• Source excerpt:
━━━━
Multiple offers, something many sellers hope for, but every buyer dreads. So what happens if a seller receives multiple offers? It all depends on how the seller would like to handle the situation. Here are the 3 most common ways multiple offer situations are handled.
Highest and Best
Some sellers will request “highest and best,” which means every buyer who submitted an offer has the opportunity to resubmit their highest and best offer by a certain day and time. Notice the seller is requesting for highest and BEST, not just the highest price? One of the most common mistakes buyers make in a multiple offer situation is only increasing their price. But not changing any of the other terms like; escrow deposit, types of contingencies, contingency periods or closing date. Home buyers should never expect a full price offer to win in a multiple offer situation because there is more to an offer than price.
Counter One Offer
In my experience, not all sellers will request highest and best. Some prefer to counter one offer at a time. A few years ago I presented multiple offers to a seller. All of the purchase prices were within range of one another, but the secondary terms were night and day. This particular seller decided to counter the only cash offer they had on the table. The cash buyer accepted their counteroffer immediately. Had the seller requested highest and best the cash buyer may have never changed their offer or they may have lost them altogether. While it’s rare, not all buyers want to be involved in a “bidding war” and may walk away.
Accept an Offer
Just because a seller receives multiple offers does not mean they are required to counter an offer(s). They don’t need to request highest and best or even disclose they have multiple offers in hand either. Some sellers will accept one of the offers as written because it’s the terms they want. In a hot real estate market some buyers submit their highest and best offer from the start. They don’t want to lose the home and want to show the seller they really want it.
━━━━
[Location labeling items]
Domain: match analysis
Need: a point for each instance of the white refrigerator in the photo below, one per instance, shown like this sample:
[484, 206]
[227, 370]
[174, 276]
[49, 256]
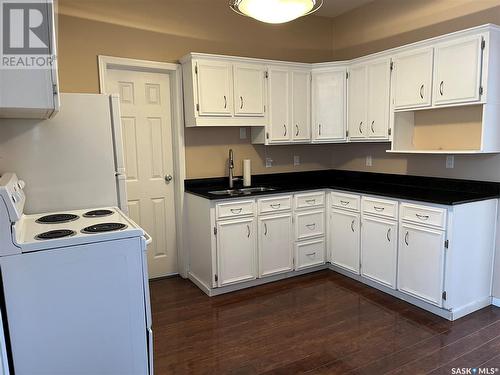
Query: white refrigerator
[73, 161]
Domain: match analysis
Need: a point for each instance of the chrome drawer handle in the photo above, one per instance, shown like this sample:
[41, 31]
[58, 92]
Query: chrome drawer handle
[422, 217]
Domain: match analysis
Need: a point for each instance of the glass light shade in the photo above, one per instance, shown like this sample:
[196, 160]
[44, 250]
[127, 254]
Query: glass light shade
[275, 11]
━━━━
• The request: Reproduce word for word the part of the multiple-offers text starting at "Multiple offers, something" and ending at "situations are handled.". The items can be left aside, since nothing here depends on them.

• Expected answer:
Multiple offers, something many sellers hope for, but every buyer dreads. So what happens if a seller receives multiple offers? It all depends on how the seller would like to handle the situation. Here are the 3 most common ways multiple offer situations are handled.